## Exercise:
Write out the following lines exactly as they appear, leaving out the pictures.

(Records from a collection)
********************

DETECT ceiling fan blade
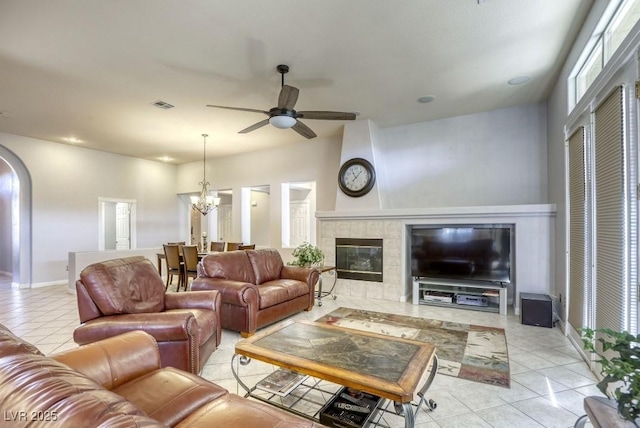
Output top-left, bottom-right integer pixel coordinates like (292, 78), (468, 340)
(238, 119), (269, 134)
(278, 85), (300, 110)
(207, 104), (269, 116)
(296, 111), (356, 120)
(291, 120), (317, 138)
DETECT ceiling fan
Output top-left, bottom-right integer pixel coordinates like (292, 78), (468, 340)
(207, 64), (356, 138)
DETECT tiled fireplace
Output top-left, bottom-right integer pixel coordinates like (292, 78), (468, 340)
(336, 238), (384, 282)
(316, 204), (555, 313)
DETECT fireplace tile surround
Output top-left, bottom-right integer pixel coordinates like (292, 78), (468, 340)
(316, 204), (556, 314)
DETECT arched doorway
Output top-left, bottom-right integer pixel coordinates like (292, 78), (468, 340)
(0, 145), (32, 288)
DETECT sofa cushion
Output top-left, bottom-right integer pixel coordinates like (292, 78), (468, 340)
(201, 250), (256, 284)
(167, 308), (218, 346)
(247, 248), (283, 285)
(0, 324), (43, 357)
(80, 256), (164, 315)
(0, 353), (152, 427)
(113, 367), (227, 426)
(258, 279), (309, 309)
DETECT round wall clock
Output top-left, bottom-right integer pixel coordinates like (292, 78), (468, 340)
(338, 158), (376, 198)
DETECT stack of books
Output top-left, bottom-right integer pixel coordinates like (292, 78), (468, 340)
(256, 369), (308, 397)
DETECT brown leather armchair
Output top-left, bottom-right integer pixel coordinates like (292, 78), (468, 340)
(73, 256), (222, 374)
(191, 248), (320, 337)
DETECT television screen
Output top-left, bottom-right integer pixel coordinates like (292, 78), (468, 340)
(411, 226), (511, 283)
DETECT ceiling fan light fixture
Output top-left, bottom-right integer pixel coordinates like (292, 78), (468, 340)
(269, 116), (296, 129)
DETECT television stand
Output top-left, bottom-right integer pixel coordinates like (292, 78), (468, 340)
(413, 278), (507, 315)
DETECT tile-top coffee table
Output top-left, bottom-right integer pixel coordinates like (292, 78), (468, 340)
(231, 320), (437, 427)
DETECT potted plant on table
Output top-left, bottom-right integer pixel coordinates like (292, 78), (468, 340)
(289, 242), (324, 267)
(580, 328), (640, 426)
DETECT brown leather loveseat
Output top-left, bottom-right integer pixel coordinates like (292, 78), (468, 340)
(0, 325), (318, 428)
(191, 248), (320, 337)
(73, 256), (222, 373)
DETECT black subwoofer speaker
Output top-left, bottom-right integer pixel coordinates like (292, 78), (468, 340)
(520, 293), (553, 328)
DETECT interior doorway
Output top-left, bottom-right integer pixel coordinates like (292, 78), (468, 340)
(98, 198), (136, 251)
(0, 146), (32, 288)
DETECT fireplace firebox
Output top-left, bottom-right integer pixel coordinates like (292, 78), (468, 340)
(336, 238), (382, 282)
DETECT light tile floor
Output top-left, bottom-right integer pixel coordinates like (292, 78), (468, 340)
(0, 277), (600, 428)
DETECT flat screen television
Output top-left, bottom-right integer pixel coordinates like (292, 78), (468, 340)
(411, 225), (511, 284)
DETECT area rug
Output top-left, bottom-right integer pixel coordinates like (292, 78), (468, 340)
(316, 308), (510, 388)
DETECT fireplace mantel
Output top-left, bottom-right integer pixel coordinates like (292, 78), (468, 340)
(316, 204), (556, 314)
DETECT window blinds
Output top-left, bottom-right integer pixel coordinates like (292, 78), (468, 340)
(568, 126), (590, 330)
(594, 86), (635, 330)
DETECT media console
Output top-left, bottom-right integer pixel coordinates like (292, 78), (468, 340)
(413, 278), (507, 315)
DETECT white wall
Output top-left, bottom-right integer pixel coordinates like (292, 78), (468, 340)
(0, 133), (178, 286)
(177, 135), (341, 261)
(376, 104), (547, 209)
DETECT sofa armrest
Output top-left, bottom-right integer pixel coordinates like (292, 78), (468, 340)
(164, 290), (220, 313)
(191, 277), (258, 307)
(280, 266), (320, 287)
(52, 331), (161, 390)
(73, 311), (195, 345)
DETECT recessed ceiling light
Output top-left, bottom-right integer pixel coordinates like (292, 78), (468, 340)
(507, 76), (530, 85)
(151, 100), (175, 110)
(418, 95), (436, 104)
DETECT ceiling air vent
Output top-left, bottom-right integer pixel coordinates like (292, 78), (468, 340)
(151, 100), (175, 110)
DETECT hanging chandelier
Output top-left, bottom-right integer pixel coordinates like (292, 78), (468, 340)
(191, 134), (220, 215)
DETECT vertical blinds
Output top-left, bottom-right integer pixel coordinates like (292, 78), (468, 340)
(569, 126), (590, 330)
(594, 86), (628, 330)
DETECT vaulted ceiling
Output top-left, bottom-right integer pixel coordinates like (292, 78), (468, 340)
(0, 0), (593, 163)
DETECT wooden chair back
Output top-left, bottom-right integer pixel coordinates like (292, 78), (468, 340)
(163, 244), (180, 270)
(162, 244), (183, 290)
(182, 245), (198, 291)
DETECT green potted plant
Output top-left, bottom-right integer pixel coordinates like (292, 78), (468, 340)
(580, 328), (640, 426)
(289, 242), (324, 267)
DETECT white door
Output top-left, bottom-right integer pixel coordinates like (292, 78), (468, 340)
(289, 201), (311, 247)
(218, 204), (231, 241)
(116, 202), (131, 250)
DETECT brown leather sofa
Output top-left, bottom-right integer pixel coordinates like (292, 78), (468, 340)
(73, 256), (222, 373)
(0, 325), (319, 428)
(191, 248), (320, 337)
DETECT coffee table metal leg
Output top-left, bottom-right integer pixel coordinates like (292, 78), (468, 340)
(402, 403), (416, 428)
(231, 354), (251, 397)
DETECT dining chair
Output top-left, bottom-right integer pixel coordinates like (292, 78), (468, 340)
(211, 241), (225, 252)
(178, 245), (198, 291)
(163, 244), (183, 291)
(227, 242), (242, 251)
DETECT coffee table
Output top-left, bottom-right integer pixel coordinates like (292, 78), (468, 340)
(231, 320), (438, 428)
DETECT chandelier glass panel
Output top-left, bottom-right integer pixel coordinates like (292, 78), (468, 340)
(191, 134), (220, 215)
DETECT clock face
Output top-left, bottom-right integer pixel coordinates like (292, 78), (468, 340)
(338, 158), (376, 197)
(344, 164), (371, 192)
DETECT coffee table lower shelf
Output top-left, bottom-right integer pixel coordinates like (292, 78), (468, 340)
(231, 354), (438, 428)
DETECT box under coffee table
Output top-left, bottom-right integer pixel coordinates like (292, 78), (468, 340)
(231, 320), (438, 427)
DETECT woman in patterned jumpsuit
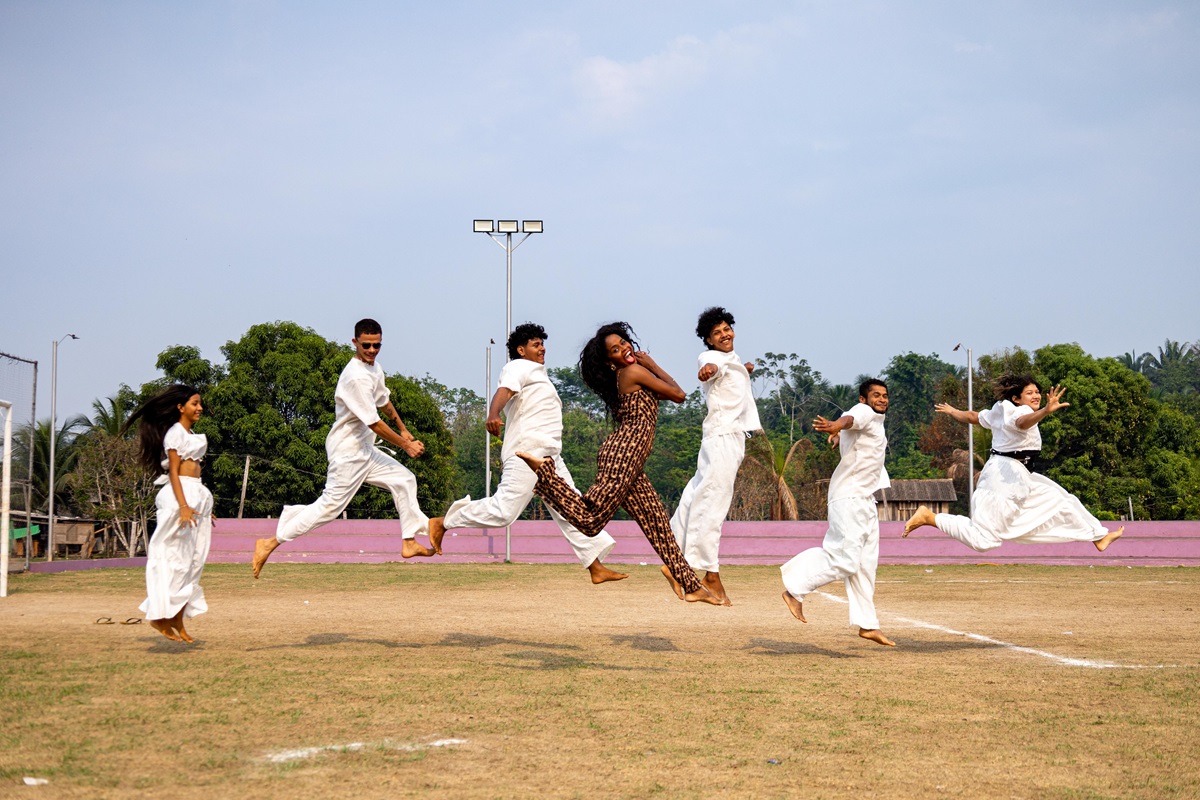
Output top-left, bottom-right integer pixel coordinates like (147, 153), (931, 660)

********************

## Worked answer:
DETECT ceiling fan blade
Output top-left, bottom-right integer pixel coordinates like (292, 78), (468, 340)
(238, 119), (269, 134)
(278, 85), (300, 110)
(207, 104), (269, 116)
(296, 111), (356, 120)
(291, 120), (317, 138)
DETECT ceiling fan
Output top-left, bottom-right integer pixel coordinates like (292, 78), (468, 340)
(207, 64), (356, 138)
DETECT tiled fireplace
Output top-left, bottom-right integer pixel coordinates like (292, 78), (468, 340)
(336, 238), (384, 282)
(316, 204), (555, 313)
DETECT fireplace tile surround
Output top-left, bottom-right integer pixel coordinates like (292, 78), (468, 340)
(316, 204), (556, 314)
DETECT arched doorway
Output top-left, bottom-right integer pixel coordinates like (292, 78), (468, 340)
(0, 145), (32, 288)
DETECT sofa cushion
Output top-left, bottom-right integer pixel coordinates like (292, 78), (468, 340)
(201, 250), (256, 284)
(167, 308), (218, 346)
(247, 248), (283, 285)
(0, 324), (43, 357)
(80, 256), (164, 315)
(0, 353), (152, 427)
(113, 367), (227, 426)
(258, 279), (309, 309)
DETECT round wall clock
Output top-left, bottom-right integer pixel coordinates like (292, 78), (468, 340)
(338, 158), (376, 198)
DETECT stack of books
Output top-left, bottom-right integer pixel coordinates like (292, 78), (468, 340)
(256, 369), (308, 397)
DETECT brown leather armchair
Output top-left, bottom-right integer pixel coordinates like (292, 78), (468, 340)
(73, 256), (222, 374)
(191, 248), (320, 337)
DETECT television screen
Output top-left, bottom-right integer pixel coordinates like (292, 78), (468, 340)
(411, 226), (511, 283)
DETECT ceiling fan light fixture
Output top-left, bottom-right integer pixel coordinates like (292, 78), (468, 340)
(269, 116), (296, 129)
DETECT television stand
Output top-left, bottom-right integer pixel coordinates like (292, 78), (468, 340)
(413, 278), (507, 315)
DETECT tile-top coffee table
Output top-left, bottom-right integer pixel coordinates like (292, 78), (468, 340)
(231, 320), (437, 427)
DETECT potted plant on table
Output top-left, bottom-right integer pixel coordinates like (292, 78), (468, 340)
(289, 242), (324, 267)
(580, 328), (640, 426)
DETECT brown leather loveseat
Output top-left, bottom-right integer pixel coordinates like (292, 78), (468, 340)
(0, 325), (318, 428)
(191, 248), (320, 337)
(73, 256), (222, 373)
DETECT black subwoofer speaker
Output top-left, bottom-right integer pixel coordinates like (292, 78), (468, 340)
(520, 293), (553, 328)
DETECT interior doorway
Output top-left, bottom-right integer pixel coordinates like (292, 78), (468, 340)
(98, 198), (136, 251)
(0, 146), (32, 288)
DETECT fireplace firebox
Output top-left, bottom-right integer pixel coordinates like (292, 78), (468, 340)
(336, 238), (382, 282)
DETECT light tile floor
Output top-left, bottom-right integer pixel coordinates like (292, 78), (468, 340)
(0, 277), (600, 428)
DETECT flat screen television
Output top-left, bottom-right integer pixel coordinates like (292, 78), (468, 340)
(411, 225), (511, 284)
DETECT area rug
Output top-left, bottom-right integer pixel coordinates like (292, 78), (468, 340)
(316, 308), (510, 388)
DETECT fireplace mantel
Output top-left, bottom-right integer pixel coordinates like (292, 78), (468, 340)
(316, 204), (556, 314)
DETECT window blinds
Output top-left, bottom-right integer pixel coordinates like (292, 78), (468, 340)
(568, 126), (590, 330)
(594, 86), (635, 330)
DETECT media console
Output top-left, bottom-right integer pixel coordinates like (292, 78), (468, 340)
(413, 278), (507, 315)
DETECT white wall
Output top-left, bottom-right integer pixel coordinates like (292, 78), (468, 340)
(0, 133), (178, 286)
(177, 135), (341, 261)
(376, 104), (547, 209)
DETECT sofa armrest
Output top-left, bottom-right integer pixel coordinates like (292, 78), (468, 340)
(164, 290), (220, 313)
(191, 277), (258, 307)
(280, 266), (320, 287)
(52, 331), (161, 390)
(73, 311), (195, 345)
DETECT recessed ceiling light
Output top-left, bottom-right integer pixel coordinates like (292, 78), (468, 340)
(507, 76), (530, 85)
(151, 100), (175, 110)
(418, 95), (436, 104)
DETECT ceiling air vent
Output top-left, bottom-right integer pixel coordinates like (292, 78), (468, 340)
(151, 100), (175, 110)
DETECT hanging chandelier
Output top-left, bottom-right integer pixel coordinates like (292, 78), (468, 340)
(191, 134), (220, 215)
DETECT vertical blinds
Output top-left, bottom-right integer pixel coordinates like (292, 78), (468, 340)
(569, 126), (590, 330)
(594, 86), (628, 330)
DETECT vaulted ceiling
Output top-left, bottom-right integer pixel coordinates like (292, 78), (468, 340)
(0, 0), (593, 163)
DETECT wooden chair back
Output top-left, bottom-right integer pixel coordinates like (292, 78), (468, 340)
(163, 244), (180, 270)
(162, 244), (183, 290)
(182, 245), (198, 291)
DETECT green potted plant
Output top-left, bottom-right integer pixel coordinates like (292, 78), (468, 340)
(580, 328), (640, 426)
(289, 242), (324, 267)
DETECT white door
Output top-left, bottom-right integer pixel coordinates like (292, 78), (468, 340)
(289, 201), (311, 247)
(218, 204), (231, 241)
(116, 202), (131, 250)
DETECT brown leather sofa
Output top-left, bottom-right integer pixel coordinates like (292, 78), (468, 340)
(73, 256), (222, 373)
(0, 325), (319, 428)
(191, 248), (320, 337)
DETECT coffee table metal leg
Output top-left, bottom-right integer pixel coordinates like (292, 78), (468, 340)
(402, 403), (416, 428)
(231, 354), (251, 397)
DETECT dining chair
Output top-left, bottom-right integer pixel coordinates like (292, 78), (468, 340)
(211, 241), (225, 252)
(178, 245), (198, 291)
(163, 244), (183, 291)
(227, 242), (242, 251)
DETECT coffee table
Output top-left, bottom-right integer pixel coordinates like (292, 78), (468, 340)
(231, 320), (438, 428)
DETECT chandelier glass panel
Output top-left, bottom-right integer pixel coordinates like (292, 78), (468, 340)
(191, 134), (220, 215)
DETECT clock face
Output top-left, bottom-right integer pixel coordinates like (292, 78), (468, 340)
(338, 158), (376, 197)
(344, 164), (371, 192)
DETECT coffee table lower shelf
Output top-left, bottom-right integer pixel coordinates like (292, 78), (468, 340)
(231, 354), (438, 428)
DETECT box under coffee table
Output top-left, bottom-right integer pixel coordinates like (292, 78), (468, 340)
(231, 320), (438, 427)
DETECT woman in patterned jumpsuit
Output top-left, bottom-right integer pixel coordinates like (147, 153), (931, 660)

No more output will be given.